> _EXERCISE OBJECTIVE_:
Copy out the data below from the line with "I need to find the sheep's leg." to the line with "top-left (192, 313), bottom-right (219, 374)", including both of those lines, and reproduce nothing else.

> _DATA SHOWN_:
※

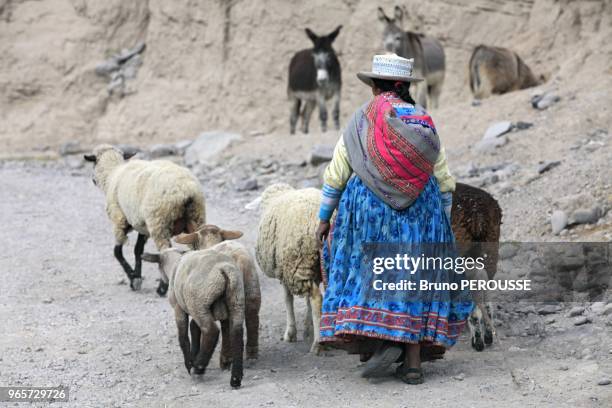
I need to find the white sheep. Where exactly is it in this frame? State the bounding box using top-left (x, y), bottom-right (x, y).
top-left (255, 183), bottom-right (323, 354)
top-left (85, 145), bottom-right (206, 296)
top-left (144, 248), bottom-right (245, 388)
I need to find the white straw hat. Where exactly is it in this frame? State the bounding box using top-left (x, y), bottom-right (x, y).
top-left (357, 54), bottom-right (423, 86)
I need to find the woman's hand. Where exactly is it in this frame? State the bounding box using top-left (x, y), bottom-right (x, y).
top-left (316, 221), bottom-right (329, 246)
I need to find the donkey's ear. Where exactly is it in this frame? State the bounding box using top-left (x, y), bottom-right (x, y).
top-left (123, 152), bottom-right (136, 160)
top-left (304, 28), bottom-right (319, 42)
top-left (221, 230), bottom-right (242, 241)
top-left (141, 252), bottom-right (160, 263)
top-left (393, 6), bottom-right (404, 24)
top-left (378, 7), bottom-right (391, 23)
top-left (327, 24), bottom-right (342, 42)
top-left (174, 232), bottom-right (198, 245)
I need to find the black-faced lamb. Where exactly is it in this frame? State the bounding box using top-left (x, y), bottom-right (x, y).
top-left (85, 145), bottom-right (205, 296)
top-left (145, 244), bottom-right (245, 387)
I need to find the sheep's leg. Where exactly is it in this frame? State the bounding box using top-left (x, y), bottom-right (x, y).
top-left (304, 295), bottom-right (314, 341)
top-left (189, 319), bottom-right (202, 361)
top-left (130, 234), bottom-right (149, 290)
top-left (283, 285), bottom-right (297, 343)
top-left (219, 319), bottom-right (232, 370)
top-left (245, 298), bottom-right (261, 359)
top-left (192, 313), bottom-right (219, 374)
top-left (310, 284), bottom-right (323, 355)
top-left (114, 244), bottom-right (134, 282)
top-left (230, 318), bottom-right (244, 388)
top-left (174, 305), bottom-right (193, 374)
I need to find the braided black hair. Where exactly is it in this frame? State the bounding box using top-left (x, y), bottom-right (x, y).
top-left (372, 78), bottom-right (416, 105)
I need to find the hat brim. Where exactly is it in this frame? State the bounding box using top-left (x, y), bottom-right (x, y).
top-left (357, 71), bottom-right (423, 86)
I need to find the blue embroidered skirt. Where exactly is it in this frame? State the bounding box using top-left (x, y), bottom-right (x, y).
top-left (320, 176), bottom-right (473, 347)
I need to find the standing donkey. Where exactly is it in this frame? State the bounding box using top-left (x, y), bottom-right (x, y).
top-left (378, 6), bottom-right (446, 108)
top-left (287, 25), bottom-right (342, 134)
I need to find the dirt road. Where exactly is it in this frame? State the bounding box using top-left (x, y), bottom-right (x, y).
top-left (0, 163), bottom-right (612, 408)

※

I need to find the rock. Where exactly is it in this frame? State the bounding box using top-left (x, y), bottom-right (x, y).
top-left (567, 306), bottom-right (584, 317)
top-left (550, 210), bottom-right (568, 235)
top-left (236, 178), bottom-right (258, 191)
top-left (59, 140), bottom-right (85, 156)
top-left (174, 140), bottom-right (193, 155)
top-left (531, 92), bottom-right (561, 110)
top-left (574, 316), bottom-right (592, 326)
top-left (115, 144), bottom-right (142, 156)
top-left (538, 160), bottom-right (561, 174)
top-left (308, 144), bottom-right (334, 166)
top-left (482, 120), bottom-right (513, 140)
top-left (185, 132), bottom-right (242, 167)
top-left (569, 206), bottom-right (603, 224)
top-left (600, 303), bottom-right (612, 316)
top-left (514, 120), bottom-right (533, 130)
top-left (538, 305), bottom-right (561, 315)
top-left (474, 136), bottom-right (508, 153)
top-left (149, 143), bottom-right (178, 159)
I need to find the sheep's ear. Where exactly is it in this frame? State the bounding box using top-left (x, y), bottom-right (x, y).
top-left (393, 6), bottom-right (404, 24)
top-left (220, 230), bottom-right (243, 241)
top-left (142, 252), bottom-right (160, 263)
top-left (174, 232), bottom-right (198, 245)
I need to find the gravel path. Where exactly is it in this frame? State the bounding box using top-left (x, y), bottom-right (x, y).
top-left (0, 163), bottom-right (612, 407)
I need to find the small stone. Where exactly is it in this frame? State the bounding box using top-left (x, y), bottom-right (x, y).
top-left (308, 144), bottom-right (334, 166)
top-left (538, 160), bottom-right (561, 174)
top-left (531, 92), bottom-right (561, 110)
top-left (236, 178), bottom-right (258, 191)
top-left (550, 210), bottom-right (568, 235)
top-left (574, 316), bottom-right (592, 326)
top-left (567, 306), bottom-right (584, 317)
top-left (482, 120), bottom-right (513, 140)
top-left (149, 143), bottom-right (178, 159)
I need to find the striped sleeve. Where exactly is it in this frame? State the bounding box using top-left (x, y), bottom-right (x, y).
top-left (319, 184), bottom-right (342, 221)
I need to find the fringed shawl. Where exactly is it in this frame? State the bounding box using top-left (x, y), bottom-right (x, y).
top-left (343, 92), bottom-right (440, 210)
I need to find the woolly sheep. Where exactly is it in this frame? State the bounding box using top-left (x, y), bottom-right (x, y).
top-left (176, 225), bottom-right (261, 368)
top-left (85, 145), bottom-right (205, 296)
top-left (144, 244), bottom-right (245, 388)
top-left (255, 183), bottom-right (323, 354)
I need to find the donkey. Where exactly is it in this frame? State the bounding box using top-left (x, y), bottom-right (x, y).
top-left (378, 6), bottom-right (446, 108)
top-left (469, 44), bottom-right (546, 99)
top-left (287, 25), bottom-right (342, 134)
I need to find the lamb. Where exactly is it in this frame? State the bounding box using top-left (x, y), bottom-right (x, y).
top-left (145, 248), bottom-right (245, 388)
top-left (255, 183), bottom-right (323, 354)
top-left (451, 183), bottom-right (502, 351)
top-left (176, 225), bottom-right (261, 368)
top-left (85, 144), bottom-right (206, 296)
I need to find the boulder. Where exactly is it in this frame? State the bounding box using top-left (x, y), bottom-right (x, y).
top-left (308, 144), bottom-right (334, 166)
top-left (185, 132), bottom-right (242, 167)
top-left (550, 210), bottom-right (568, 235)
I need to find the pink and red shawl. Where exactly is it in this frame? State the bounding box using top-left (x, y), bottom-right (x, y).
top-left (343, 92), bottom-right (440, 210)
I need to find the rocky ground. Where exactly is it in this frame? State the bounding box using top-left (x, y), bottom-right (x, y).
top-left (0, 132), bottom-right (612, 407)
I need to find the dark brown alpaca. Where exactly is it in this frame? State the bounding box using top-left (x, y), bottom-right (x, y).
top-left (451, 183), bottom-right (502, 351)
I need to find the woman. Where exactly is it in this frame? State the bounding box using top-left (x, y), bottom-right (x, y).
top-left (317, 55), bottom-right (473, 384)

※

> _FULL OUTPUT_:
I need to find the sheep's leg. Where exactly is it in this frame? State the bounding box using top-left (x, y), bottom-right (x, y).
top-left (304, 295), bottom-right (314, 341)
top-left (189, 319), bottom-right (202, 361)
top-left (130, 234), bottom-right (149, 290)
top-left (283, 285), bottom-right (297, 343)
top-left (219, 319), bottom-right (232, 370)
top-left (245, 298), bottom-right (261, 359)
top-left (192, 313), bottom-right (219, 374)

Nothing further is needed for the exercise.